═════ SOURCE DATA ═════
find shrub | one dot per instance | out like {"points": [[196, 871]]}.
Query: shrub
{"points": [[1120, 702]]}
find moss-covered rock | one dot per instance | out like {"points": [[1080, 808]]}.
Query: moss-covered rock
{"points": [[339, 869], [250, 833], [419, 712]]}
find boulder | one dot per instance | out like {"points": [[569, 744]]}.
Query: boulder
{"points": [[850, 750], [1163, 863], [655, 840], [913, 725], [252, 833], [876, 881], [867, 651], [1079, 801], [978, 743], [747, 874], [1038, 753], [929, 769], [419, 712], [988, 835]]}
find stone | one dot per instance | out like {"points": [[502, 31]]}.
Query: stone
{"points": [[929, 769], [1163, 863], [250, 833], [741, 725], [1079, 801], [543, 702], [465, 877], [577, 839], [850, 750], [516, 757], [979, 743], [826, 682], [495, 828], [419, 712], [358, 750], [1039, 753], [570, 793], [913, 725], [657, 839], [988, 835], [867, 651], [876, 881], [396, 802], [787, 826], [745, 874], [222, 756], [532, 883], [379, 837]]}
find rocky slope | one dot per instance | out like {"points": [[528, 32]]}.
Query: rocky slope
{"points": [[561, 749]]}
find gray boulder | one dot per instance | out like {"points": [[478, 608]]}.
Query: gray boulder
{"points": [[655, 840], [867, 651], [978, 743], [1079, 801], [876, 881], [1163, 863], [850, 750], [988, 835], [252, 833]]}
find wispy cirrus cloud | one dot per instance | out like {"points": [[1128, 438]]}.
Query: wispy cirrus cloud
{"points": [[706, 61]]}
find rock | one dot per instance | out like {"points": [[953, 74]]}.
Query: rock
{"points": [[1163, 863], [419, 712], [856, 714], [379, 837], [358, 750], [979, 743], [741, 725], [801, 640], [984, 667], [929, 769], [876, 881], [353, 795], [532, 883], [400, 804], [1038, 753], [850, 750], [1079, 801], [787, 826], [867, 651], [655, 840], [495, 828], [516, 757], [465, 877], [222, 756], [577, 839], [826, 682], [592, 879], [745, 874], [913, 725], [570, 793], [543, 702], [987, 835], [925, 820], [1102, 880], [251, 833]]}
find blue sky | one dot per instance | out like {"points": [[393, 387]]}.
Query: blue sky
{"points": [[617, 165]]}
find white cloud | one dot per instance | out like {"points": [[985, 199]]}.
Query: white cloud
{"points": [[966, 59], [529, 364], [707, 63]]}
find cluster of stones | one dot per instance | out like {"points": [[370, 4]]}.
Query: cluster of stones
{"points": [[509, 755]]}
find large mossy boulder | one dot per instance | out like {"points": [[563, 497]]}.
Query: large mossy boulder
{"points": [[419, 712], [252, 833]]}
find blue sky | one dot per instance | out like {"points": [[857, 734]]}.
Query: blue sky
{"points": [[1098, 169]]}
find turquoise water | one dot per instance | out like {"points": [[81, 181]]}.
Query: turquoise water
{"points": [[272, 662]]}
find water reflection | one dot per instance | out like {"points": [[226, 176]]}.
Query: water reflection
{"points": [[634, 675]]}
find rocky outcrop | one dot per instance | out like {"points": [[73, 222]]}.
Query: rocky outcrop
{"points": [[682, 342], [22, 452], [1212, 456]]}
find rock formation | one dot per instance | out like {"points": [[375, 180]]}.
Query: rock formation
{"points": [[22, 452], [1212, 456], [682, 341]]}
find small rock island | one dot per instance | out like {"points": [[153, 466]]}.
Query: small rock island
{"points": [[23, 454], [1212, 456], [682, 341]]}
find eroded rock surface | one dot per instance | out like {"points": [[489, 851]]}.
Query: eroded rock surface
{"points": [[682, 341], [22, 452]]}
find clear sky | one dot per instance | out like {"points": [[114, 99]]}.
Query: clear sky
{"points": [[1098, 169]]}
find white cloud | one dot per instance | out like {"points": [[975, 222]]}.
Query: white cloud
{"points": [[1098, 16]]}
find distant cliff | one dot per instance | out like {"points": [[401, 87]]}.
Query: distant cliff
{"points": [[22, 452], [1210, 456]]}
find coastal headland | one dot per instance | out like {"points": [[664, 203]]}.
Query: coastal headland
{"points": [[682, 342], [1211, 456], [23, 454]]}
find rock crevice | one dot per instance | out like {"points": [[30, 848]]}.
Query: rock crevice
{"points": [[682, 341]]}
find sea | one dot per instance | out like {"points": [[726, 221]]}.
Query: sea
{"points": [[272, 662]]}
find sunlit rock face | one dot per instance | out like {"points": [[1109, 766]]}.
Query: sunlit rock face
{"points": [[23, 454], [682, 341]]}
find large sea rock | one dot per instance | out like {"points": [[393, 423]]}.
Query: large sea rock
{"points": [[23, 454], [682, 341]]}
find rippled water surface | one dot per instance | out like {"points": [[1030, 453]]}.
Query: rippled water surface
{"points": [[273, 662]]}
═════
*REQUIRED WORK*:
Print the complete listing again, exactly as it stands.

*TASK SOLUTION*:
find shrub | one dot per instance | out like {"points": [[196, 871]]}.
Query: shrub
{"points": [[1120, 702]]}
find moss-covered rock | one dot per instance | out like {"points": [[1080, 808]]}.
Query: moss-covered rock
{"points": [[339, 869], [250, 833], [419, 712]]}
find boulder | one dot per instance | out like {"points": [[569, 744]]}.
Query: boulder
{"points": [[850, 750], [1163, 863], [655, 840], [913, 725], [252, 833], [876, 881], [867, 651], [1079, 801], [978, 743], [747, 874], [1038, 753], [929, 769], [419, 712], [988, 835]]}
find stone | one dot per instance | out like {"points": [[502, 31]]}.
Query: stone
{"points": [[929, 769], [1163, 863], [250, 833], [741, 725], [1079, 801], [543, 702], [465, 877], [577, 839], [850, 750], [516, 757], [979, 743], [826, 682], [495, 828], [419, 712], [358, 750], [1039, 753], [570, 793], [913, 725], [657, 839], [988, 835], [867, 651], [876, 881], [396, 802], [787, 826], [745, 874], [222, 756], [532, 883], [379, 837]]}
find rocky slope | one dot per instance | out like {"points": [[528, 32]]}.
Query: rocky slope
{"points": [[561, 749]]}
find gray boulder | one dot per instance | out like {"points": [[478, 608]]}.
Query: gray boulder
{"points": [[655, 840], [867, 651], [978, 743], [1079, 801], [876, 881], [1163, 863], [850, 750], [988, 835], [252, 833]]}
find wispy cirrus cloud | one dot per instance | out like {"points": [[1128, 438]]}.
Query: wispy cirrus cloud
{"points": [[706, 61]]}
find rock | one dot per instance | out like {"points": [[953, 74]]}.
Query: rock
{"points": [[1163, 863], [419, 712], [856, 714], [379, 837], [358, 750], [979, 743], [741, 725], [801, 640], [984, 667], [929, 769], [876, 881], [353, 795], [532, 883], [400, 804], [1038, 753], [850, 750], [1079, 801], [787, 826], [867, 651], [655, 840], [495, 828], [516, 757], [465, 877], [222, 756], [577, 839], [826, 682], [592, 879], [745, 874], [913, 725], [570, 793], [543, 702], [987, 835], [925, 820], [1102, 880], [251, 833]]}
find blue sky | one dot per instance | out like {"points": [[393, 387]]}.
Query: blue sky
{"points": [[617, 165]]}
find white cloud | one dot per instance | out like {"points": [[985, 199]]}.
Query: white cloud
{"points": [[966, 59], [529, 364], [707, 63]]}
find cluster of stones | one dot per instance | out like {"points": [[370, 4]]}.
Query: cluster of stones
{"points": [[509, 755]]}
find large mossy boulder | one dot per instance | out like {"points": [[563, 497]]}.
Query: large mossy boulder
{"points": [[419, 712], [252, 833]]}
find blue sky | one dot per instance | out like {"points": [[857, 734]]}.
Query: blue sky
{"points": [[1098, 169]]}
find turquoise water | one dot per instance | out like {"points": [[81, 181]]}.
Query: turquoise water
{"points": [[272, 662]]}
find water reflection | one dot per instance | out like {"points": [[226, 176]]}.
Query: water reflection
{"points": [[634, 675]]}
find rocky outcrop | one dot per instance | out like {"points": [[73, 222]]}.
Query: rocky outcrop
{"points": [[682, 342], [22, 452], [1212, 456]]}
find rock formation | one dot per instance | out like {"points": [[375, 180]]}.
Query: rock formation
{"points": [[22, 452], [1212, 456], [682, 341]]}
find small rock island | one dot per instance | out like {"points": [[153, 466]]}.
Query: small rock island
{"points": [[23, 454], [1212, 456], [682, 341]]}
find eroded rock surface | one dot per instance | out like {"points": [[489, 851]]}.
Query: eroded rock surface
{"points": [[682, 341], [22, 452]]}
find clear sky | one dot per instance | out like {"points": [[114, 99]]}.
Query: clear sky
{"points": [[1098, 169]]}
find white cloud | one dot per instance | out like {"points": [[975, 222]]}.
Query: white cloud
{"points": [[1098, 16]]}
find distant cliff | one dot per instance | out like {"points": [[401, 87]]}.
Query: distant cliff
{"points": [[22, 452], [1210, 456]]}
find coastal headland | one dot per instance | out like {"points": [[664, 203]]}.
Query: coastal headland
{"points": [[682, 342], [1211, 456], [23, 454]]}
find rock crevice | one dot per instance | out like {"points": [[30, 848]]}.
Query: rock crevice
{"points": [[682, 341]]}
find sea | one dot per instance | out like {"points": [[726, 221]]}.
Query: sea
{"points": [[272, 662]]}
find sunlit rock face | one dot per instance | out like {"points": [[1109, 766]]}.
Query: sunlit rock face
{"points": [[23, 454], [682, 341]]}
find large sea rock | one dot per instance | out like {"points": [[393, 423]]}.
Query: large sea rock
{"points": [[23, 454], [682, 341]]}
find rippled water surface | one dot per instance | out like {"points": [[1030, 453]]}.
Query: rippled water surface
{"points": [[273, 662]]}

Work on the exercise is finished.